**Provided data:**
== Segment start ==
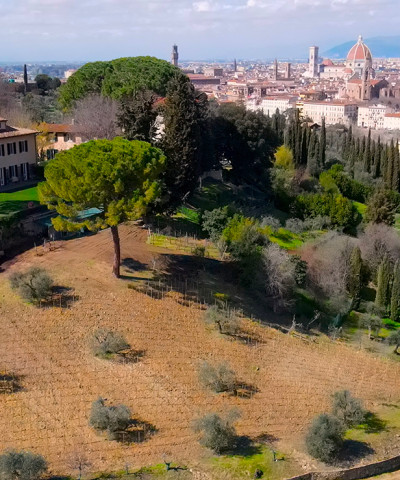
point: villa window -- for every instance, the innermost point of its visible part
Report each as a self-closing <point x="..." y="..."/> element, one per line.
<point x="23" y="146"/>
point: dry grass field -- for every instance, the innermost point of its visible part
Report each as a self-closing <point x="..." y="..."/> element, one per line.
<point x="60" y="378"/>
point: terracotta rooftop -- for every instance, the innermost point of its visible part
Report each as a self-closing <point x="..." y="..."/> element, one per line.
<point x="16" y="132"/>
<point x="58" y="128"/>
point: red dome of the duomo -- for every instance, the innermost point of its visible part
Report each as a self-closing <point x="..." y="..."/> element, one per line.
<point x="359" y="52"/>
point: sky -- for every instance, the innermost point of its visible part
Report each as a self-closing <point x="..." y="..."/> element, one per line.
<point x="87" y="30"/>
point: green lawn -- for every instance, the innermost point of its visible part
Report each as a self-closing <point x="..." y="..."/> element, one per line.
<point x="14" y="202"/>
<point x="244" y="466"/>
<point x="361" y="208"/>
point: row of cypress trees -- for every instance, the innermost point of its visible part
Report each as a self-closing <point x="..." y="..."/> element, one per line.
<point x="376" y="158"/>
<point x="388" y="287"/>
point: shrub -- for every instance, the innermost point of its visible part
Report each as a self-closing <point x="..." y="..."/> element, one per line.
<point x="394" y="339"/>
<point x="372" y="322"/>
<point x="243" y="237"/>
<point x="377" y="241"/>
<point x="199" y="251"/>
<point x="218" y="433"/>
<point x="297" y="225"/>
<point x="347" y="186"/>
<point x="214" y="221"/>
<point x="225" y="320"/>
<point x="111" y="419"/>
<point x="300" y="269"/>
<point x="347" y="409"/>
<point x="220" y="378"/>
<point x="272" y="222"/>
<point x="33" y="285"/>
<point x="107" y="342"/>
<point x="339" y="209"/>
<point x="328" y="183"/>
<point x="381" y="208"/>
<point x="21" y="466"/>
<point x="325" y="438"/>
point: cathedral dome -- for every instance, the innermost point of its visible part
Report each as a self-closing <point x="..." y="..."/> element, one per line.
<point x="359" y="52"/>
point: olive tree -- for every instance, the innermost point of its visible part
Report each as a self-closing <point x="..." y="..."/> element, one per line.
== Segment end ==
**Assignment:**
The full set of entries should be transcribed exactly, pictures left aside.

**Reply to the task:**
point: villa window -- for every instance, the innermost point of its visible part
Report each as a self-closing <point x="..." y="..."/> element, one per line.
<point x="23" y="146"/>
point: dry grass field -- for every instance, the innermost point of its visible part
Report each as a self-closing <point x="..." y="..."/> element, one per line.
<point x="60" y="378"/>
point: terracotta rooftop -- for every instance, the innermost point of its visible part
Report each as a self-closing <point x="..." y="..."/> element, one per line.
<point x="16" y="132"/>
<point x="58" y="128"/>
point: red dome of the duomo -- for every instance, the innermost point of its visible part
Report each as a self-closing <point x="..." y="..."/> element, one per line.
<point x="359" y="52"/>
point: sky -- for every instance, the innermost point of its visible part
Report each as a self-closing <point x="..." y="..."/> element, one per line.
<point x="87" y="30"/>
point: green lawn -- for every instance, the innermost point of its visible part
Report each as a self-closing <point x="..." y="..."/> element, one per line.
<point x="14" y="202"/>
<point x="244" y="466"/>
<point x="361" y="208"/>
point: row of cypress trees -- for every instance, the innermost point of its visible part
Report each as a self-closing <point x="..." y="..."/> element, one per line.
<point x="376" y="158"/>
<point x="388" y="287"/>
point: shrub -- for every instance, the innermost point of its visible part
Report each as a self-closing <point x="..." y="..."/> element, one per line.
<point x="394" y="339"/>
<point x="372" y="322"/>
<point x="243" y="237"/>
<point x="377" y="241"/>
<point x="199" y="251"/>
<point x="218" y="433"/>
<point x="297" y="225"/>
<point x="347" y="186"/>
<point x="214" y="221"/>
<point x="225" y="320"/>
<point x="111" y="419"/>
<point x="300" y="269"/>
<point x="347" y="409"/>
<point x="220" y="378"/>
<point x="272" y="222"/>
<point x="33" y="285"/>
<point x="107" y="342"/>
<point x="339" y="209"/>
<point x="328" y="183"/>
<point x="381" y="208"/>
<point x="21" y="466"/>
<point x="325" y="438"/>
point: cathedral dome -- for every instance, the innermost point of its visible part
Report each as a self-closing <point x="..." y="..."/> element, one per line.
<point x="359" y="52"/>
point: olive tree -- for every instance, the innermost point of its visible part
Report each as a self-closing <point x="..." y="..."/> element, one per line.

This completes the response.